Dans cet état spirituel où l’on est en communion (quoique voilée) avec l’Etre (l’âme), on doit savoir comment prier (si on veut prier) et quoi demander car une majeure partie nos désirs peuvent éventuellement se réaliser, y compris les désirs négatifs.  N’oubliez pas que vous êtes dans la dimension supracausale de l’Etre, qui est considéré comme le Kalpatarou, l’arbre miraculeux millénaire qui exauce les vœux.  L’arbre, comme on le sait, est né à partir d’une graine [causale] et produit des fruits.  Cette dimension supracausale est aussi connue comme âshoutosha: qui exauce les vœux facilement.  Ne semez jamais de mauvaise graine dans la terre fertile de l’Etre Supracausal. Dans la quatrième dimension de la conscience [Toûriya], tout est possible.  Vous connaissez bien les histoires des Asouras qui approchèrent Ashoutosha-Shankara pour avoir des pouvoirs facilement.  Ils semèrent ensuite le chaos partout et finissent par provoquer leur propre destruction.  C’est pour cette raison que les étapes telles que Yama et Niyama sont exigées dans la pratique du Yoga au tout début. Ainsi on doit faire très attention et prier plutôt pour la paix [shânti] et le bonheur [svasti] de tout le monde [loka sangraha].  Toutes les prières védiques [prârthana] ont été composées par les sages dans cet état de méditation.  Ici, il n’y plus de place pour l’ego, pour le moi, pour l’individualité.  Il faut, par ailleurs, comprendre que prârthanâ est une manifestation de la méditation, une action illuminée.  Prârthanâ ne peut jamais être dissociée de la méditation.     
 

La méditation, la communion dans l’espace de la pure conscience silencieuse, peut aussi se faire et se prolonger dans la position endormie [shavâsana]; mais on doit rester très conscient et attentif afin de ne pas sombrer dans le sommeil.  Toutefois, si on est fatigué et que le sommeil nous envahisse, cela ne peut qu’être bénéfique.  Il ne faut jamais résister ni créer des tensions inutiles pendant la méditation.  Quelques exercices vigoureux avant la méditation peuvent certainement empêcher le sommeil de s’emparer de nous.
* * * * * * * * *
_Tâches à réaliser_
- 1) D'après le texte sur la méditation, dans quelle position la méditation peut-elle aussi se faire et se prolonger ?
- 2) Poursuivez, s'il vous plaît, le texte sur la méditation après sa dernière phrase.
Les données proviennent d'une autre source que le texte sur la méditation.
* * * * * * * * *
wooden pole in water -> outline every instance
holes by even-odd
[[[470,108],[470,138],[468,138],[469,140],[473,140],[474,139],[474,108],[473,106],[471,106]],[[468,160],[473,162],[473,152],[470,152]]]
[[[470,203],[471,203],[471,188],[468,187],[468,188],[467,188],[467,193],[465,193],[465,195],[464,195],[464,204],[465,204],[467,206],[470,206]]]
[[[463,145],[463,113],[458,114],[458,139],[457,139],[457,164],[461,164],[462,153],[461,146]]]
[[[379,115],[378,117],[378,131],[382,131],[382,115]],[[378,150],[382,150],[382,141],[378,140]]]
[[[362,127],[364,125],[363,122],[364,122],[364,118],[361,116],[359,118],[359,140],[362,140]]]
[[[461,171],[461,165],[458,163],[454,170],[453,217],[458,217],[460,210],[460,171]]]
* * * * * * * * *
_Réponses aux tâches_
- 1) Dans la position endormie, shavâsana.

- 2)
Si vous avez fait cette expérience comme décrite dans ce chapitre, alors vous avez fait l’expérience ou plutôt l'impérience de la Méditation.  Et à travers cette impérience de la méditation, vous avez communié avec l’âme, l’Etre Suprême, Paramâtmâ.  En effet, c’est ça le but de la méditation.  Elle harmonise les trois aspects de la nature, notamment, Sattva [esprit silencieux et éveillé], Rajas [activité respiratoire] et Tamas [posture immobile du corps]. A travers cette harmonisation, une grande quantité d’énergie [tapas] est accumulée et on peut ainsi mourir au particulier pour renaître comme l’Universel.  C’est cela la conscience cosmique.  On perd son individualité; on est indivisible, intemporel, immuable et incommensurable.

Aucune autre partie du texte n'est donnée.